▶ [TASK TO CARRY OUT] Please copy every line from the records below that contains the string "sleeve".

START TASK MATERIAL

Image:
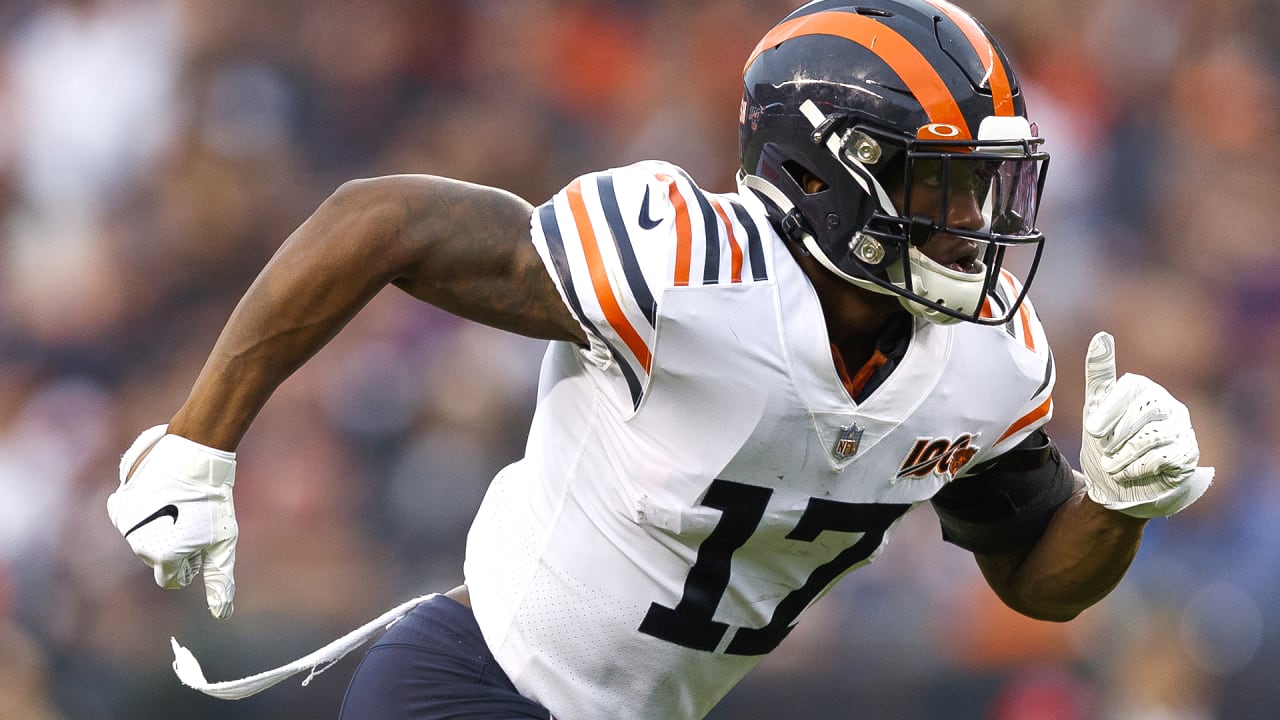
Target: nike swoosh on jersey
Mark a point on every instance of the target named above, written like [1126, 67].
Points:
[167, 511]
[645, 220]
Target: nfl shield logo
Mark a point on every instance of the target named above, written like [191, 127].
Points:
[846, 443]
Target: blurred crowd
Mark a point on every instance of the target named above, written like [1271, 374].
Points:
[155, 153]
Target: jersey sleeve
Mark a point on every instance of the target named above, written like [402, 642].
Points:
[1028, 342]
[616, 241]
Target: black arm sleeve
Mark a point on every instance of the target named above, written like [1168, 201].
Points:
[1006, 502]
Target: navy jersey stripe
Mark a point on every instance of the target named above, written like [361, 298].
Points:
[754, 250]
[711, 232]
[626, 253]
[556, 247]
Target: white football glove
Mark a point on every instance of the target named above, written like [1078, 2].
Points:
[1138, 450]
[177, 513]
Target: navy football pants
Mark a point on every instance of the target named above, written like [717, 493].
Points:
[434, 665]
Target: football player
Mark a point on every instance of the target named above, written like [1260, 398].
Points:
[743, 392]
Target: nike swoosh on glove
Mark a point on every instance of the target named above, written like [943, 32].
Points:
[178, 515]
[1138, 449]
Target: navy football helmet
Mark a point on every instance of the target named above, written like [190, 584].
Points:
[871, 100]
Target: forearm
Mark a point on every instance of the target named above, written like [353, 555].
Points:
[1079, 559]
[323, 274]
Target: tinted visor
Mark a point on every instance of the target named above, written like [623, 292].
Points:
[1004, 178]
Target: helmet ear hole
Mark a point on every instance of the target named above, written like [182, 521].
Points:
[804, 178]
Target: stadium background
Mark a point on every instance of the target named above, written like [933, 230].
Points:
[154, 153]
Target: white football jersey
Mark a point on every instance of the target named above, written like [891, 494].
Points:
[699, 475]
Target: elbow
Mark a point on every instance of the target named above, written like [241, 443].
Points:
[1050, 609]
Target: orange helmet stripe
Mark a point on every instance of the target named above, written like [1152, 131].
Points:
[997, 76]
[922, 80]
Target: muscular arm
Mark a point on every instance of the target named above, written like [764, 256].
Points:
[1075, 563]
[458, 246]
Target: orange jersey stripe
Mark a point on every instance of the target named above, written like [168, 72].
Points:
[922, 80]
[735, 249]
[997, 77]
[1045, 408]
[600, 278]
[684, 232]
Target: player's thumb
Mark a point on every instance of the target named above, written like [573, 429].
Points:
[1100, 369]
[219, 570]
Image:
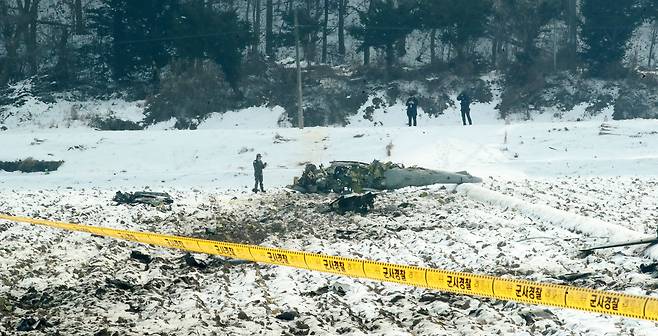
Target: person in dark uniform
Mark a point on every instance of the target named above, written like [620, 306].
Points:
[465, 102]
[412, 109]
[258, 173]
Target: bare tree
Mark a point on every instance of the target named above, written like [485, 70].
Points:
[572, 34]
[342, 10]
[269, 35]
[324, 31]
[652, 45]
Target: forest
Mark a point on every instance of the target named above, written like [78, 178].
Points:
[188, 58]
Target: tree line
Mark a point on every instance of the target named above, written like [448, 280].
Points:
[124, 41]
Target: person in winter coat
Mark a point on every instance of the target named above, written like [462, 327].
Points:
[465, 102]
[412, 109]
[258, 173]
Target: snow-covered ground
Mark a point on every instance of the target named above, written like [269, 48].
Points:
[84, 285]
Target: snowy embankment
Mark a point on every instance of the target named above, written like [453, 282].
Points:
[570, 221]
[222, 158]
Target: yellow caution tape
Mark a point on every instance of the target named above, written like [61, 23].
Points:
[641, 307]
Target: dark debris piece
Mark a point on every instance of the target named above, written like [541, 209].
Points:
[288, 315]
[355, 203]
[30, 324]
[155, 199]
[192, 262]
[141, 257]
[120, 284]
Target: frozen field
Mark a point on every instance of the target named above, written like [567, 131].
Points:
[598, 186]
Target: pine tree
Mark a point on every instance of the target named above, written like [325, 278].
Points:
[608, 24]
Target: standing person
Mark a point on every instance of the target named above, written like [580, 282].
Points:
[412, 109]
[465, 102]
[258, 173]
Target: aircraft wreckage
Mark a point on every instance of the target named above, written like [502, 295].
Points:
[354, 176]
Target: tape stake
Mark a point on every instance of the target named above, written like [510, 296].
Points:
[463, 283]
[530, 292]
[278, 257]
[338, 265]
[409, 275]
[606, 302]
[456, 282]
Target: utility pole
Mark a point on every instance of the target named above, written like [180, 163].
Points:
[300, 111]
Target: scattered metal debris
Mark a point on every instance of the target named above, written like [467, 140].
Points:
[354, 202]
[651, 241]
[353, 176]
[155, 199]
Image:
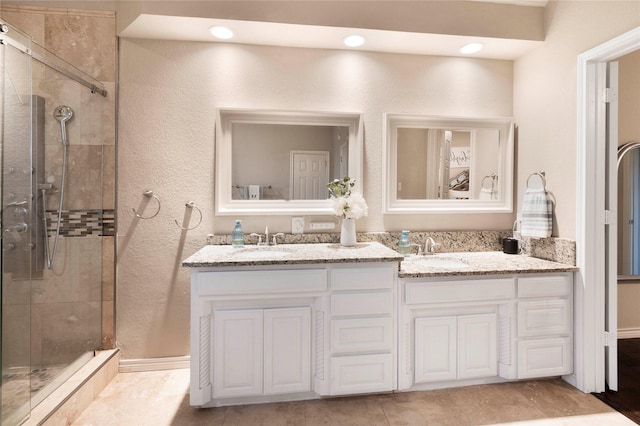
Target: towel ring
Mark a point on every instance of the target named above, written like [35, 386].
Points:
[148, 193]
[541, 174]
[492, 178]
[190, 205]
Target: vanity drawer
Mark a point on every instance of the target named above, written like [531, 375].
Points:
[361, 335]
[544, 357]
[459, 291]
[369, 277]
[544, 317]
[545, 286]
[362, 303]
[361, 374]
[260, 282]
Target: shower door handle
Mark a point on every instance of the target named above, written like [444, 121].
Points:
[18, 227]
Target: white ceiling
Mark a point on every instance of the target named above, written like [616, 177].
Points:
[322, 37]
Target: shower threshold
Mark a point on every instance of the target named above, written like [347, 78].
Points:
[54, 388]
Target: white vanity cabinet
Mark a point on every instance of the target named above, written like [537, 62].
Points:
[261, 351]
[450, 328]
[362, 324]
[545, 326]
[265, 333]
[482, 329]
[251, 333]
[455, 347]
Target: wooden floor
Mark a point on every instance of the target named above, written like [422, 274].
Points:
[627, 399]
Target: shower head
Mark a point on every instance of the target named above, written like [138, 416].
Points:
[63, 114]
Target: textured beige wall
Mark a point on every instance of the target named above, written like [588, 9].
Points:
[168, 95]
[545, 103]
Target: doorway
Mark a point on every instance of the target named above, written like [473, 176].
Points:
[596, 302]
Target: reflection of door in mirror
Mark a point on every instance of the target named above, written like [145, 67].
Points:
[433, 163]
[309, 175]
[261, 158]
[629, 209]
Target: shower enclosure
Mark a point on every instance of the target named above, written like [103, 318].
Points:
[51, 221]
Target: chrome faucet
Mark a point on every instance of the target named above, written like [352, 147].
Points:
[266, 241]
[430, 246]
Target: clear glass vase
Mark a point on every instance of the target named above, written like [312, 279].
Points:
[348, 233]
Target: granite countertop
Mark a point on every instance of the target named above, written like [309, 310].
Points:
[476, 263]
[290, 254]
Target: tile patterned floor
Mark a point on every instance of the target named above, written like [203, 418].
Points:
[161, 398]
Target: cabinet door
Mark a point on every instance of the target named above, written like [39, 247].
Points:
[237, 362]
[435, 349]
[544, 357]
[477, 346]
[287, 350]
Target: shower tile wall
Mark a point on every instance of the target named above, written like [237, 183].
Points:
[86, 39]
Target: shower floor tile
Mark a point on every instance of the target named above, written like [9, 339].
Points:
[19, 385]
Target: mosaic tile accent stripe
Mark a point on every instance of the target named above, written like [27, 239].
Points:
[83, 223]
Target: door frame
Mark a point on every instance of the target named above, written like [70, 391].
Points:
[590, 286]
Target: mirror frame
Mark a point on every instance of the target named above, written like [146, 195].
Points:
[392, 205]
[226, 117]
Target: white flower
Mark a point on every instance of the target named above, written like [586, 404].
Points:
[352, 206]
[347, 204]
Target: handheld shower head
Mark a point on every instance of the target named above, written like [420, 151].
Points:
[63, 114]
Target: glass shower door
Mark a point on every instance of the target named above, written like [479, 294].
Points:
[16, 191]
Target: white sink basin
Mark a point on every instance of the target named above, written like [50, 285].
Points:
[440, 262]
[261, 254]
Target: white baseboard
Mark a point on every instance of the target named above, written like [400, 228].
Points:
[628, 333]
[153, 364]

END TASK MATERIAL
START TASK MATERIAL

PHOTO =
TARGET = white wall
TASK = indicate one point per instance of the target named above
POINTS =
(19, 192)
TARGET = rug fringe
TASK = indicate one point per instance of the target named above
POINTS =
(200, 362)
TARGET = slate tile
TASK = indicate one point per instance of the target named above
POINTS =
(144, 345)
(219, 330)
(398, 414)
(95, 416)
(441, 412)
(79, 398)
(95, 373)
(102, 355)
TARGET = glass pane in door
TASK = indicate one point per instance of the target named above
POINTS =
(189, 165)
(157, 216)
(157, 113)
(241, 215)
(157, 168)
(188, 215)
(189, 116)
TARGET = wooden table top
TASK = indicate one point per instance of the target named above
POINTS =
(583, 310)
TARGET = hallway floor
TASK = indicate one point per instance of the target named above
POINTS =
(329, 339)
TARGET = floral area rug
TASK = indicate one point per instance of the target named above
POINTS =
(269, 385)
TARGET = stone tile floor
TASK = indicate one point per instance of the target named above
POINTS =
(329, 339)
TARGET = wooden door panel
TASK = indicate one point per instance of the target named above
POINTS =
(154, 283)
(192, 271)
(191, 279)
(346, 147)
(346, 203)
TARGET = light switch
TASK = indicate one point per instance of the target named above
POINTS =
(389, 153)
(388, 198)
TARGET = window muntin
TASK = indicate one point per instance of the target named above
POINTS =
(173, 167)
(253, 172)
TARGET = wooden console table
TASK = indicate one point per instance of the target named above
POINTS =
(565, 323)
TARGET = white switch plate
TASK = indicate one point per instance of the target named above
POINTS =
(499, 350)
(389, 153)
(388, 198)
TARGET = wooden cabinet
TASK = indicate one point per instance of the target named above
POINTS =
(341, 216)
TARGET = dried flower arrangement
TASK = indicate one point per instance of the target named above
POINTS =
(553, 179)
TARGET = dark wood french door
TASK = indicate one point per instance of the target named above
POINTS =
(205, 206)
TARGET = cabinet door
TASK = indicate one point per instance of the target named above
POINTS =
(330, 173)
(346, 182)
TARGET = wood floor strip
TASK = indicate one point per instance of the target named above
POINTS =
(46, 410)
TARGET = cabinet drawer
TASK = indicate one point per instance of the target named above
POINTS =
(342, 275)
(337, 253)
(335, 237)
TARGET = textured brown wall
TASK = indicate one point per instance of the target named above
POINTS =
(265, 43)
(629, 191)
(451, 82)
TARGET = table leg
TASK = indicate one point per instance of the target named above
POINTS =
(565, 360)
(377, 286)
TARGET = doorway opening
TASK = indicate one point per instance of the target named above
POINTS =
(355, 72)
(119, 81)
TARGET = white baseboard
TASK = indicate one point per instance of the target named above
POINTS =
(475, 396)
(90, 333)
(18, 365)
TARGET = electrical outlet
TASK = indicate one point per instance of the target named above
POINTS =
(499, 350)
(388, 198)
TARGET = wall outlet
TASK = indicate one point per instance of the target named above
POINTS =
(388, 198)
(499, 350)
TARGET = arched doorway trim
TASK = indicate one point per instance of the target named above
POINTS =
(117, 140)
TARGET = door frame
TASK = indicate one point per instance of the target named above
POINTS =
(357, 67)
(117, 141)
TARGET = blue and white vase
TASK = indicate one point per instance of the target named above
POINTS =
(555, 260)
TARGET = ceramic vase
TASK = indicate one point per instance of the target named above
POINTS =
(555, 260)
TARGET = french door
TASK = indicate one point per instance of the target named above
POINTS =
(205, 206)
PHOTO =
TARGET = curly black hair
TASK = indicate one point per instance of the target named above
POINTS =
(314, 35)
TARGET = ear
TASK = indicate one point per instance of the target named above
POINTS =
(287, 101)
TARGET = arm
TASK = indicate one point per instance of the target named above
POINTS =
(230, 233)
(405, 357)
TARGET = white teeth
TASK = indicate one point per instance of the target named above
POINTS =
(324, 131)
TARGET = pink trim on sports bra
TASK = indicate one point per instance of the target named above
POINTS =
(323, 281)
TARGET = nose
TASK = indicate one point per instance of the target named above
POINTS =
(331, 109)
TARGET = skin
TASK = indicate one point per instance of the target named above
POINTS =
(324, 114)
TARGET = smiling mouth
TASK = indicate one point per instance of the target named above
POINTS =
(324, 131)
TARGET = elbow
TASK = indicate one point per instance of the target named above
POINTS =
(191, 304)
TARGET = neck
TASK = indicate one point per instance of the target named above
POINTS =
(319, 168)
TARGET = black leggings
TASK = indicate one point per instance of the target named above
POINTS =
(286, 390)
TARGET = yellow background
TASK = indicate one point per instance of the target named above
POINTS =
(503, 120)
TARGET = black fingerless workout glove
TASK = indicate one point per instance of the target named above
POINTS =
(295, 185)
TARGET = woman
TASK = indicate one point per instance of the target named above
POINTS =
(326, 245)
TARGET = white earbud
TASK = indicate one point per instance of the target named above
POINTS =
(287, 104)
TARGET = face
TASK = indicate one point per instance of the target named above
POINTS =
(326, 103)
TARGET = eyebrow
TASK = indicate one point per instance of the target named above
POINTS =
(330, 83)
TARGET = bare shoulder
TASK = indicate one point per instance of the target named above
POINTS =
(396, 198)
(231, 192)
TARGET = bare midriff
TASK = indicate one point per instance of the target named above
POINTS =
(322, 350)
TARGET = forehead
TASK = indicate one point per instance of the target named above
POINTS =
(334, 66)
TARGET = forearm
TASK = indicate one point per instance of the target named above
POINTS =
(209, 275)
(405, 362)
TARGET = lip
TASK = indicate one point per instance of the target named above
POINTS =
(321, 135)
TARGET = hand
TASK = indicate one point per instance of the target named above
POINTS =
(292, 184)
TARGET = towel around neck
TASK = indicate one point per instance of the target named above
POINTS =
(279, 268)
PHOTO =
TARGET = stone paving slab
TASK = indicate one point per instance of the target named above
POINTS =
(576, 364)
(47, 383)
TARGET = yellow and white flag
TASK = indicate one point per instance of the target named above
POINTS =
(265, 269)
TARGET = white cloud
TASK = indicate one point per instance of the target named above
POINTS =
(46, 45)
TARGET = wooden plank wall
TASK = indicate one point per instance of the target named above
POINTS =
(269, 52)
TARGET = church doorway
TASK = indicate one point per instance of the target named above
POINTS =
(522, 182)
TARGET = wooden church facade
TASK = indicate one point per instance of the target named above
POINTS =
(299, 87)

END TASK MATERIAL
START TASK MATERIAL

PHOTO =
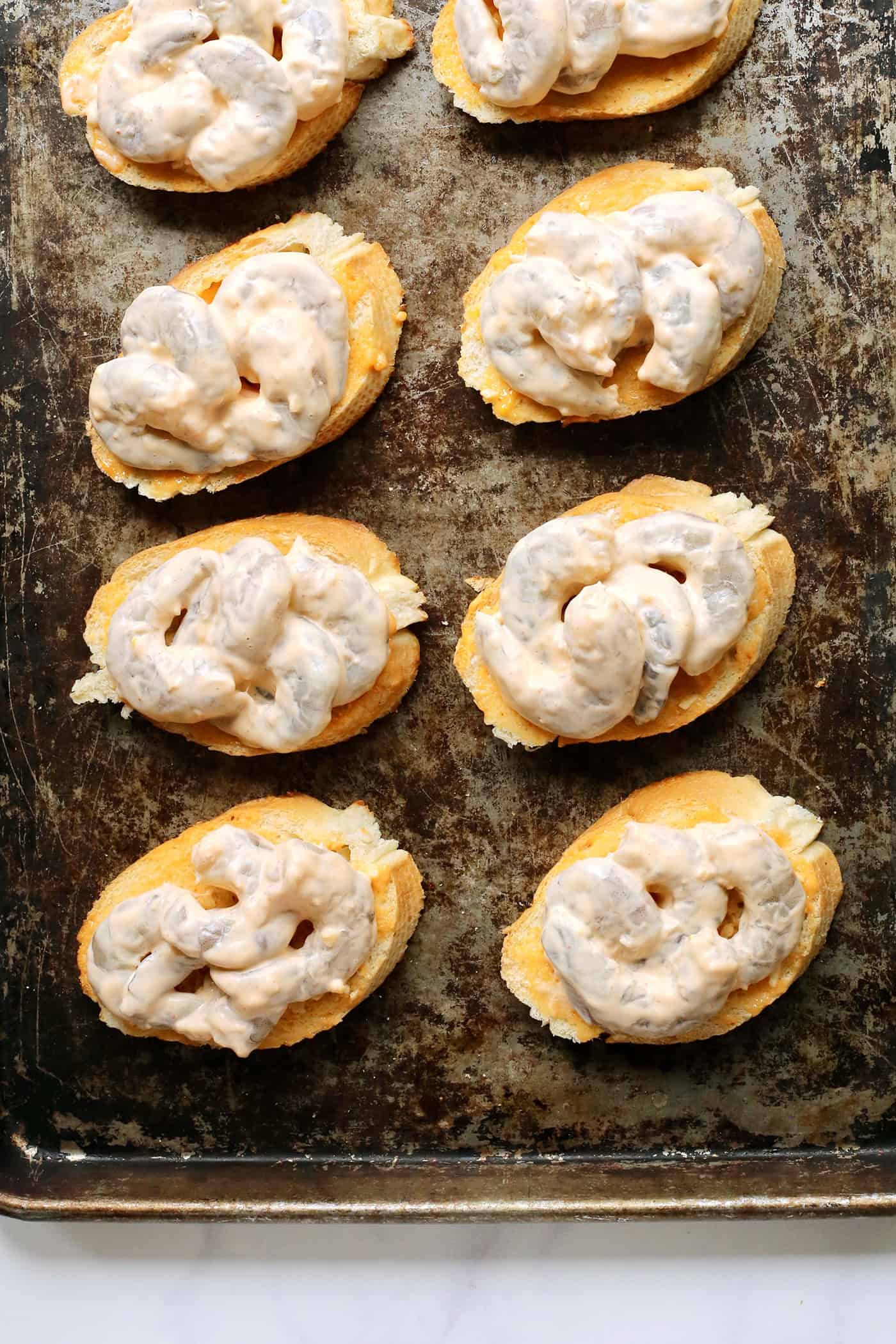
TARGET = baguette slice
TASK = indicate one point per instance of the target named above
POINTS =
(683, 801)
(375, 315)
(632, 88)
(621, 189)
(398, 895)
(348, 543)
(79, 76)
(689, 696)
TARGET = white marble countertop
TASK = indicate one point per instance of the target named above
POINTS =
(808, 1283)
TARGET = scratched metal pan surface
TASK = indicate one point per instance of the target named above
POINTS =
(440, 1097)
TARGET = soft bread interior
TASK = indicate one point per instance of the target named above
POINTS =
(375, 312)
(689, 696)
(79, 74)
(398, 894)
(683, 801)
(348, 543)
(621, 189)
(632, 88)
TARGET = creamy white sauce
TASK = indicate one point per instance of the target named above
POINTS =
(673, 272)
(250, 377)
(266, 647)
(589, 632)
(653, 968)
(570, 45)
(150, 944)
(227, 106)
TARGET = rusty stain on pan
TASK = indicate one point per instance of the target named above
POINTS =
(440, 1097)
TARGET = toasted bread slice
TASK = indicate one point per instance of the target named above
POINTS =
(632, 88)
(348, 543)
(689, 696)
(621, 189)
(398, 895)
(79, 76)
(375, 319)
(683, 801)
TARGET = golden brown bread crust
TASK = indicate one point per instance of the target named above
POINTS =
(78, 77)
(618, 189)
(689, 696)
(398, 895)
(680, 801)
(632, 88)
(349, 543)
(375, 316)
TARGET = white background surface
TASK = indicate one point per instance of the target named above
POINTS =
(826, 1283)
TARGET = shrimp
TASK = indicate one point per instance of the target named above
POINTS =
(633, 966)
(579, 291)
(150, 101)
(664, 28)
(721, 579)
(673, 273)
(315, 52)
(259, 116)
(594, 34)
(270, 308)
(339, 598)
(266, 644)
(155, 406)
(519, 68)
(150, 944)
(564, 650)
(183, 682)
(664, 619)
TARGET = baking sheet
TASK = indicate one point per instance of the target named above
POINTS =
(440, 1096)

END TASK MATERIAL

▶ [COMPLETED EXERCISE]
Target: jersey sleeve
Target: black arm sleeve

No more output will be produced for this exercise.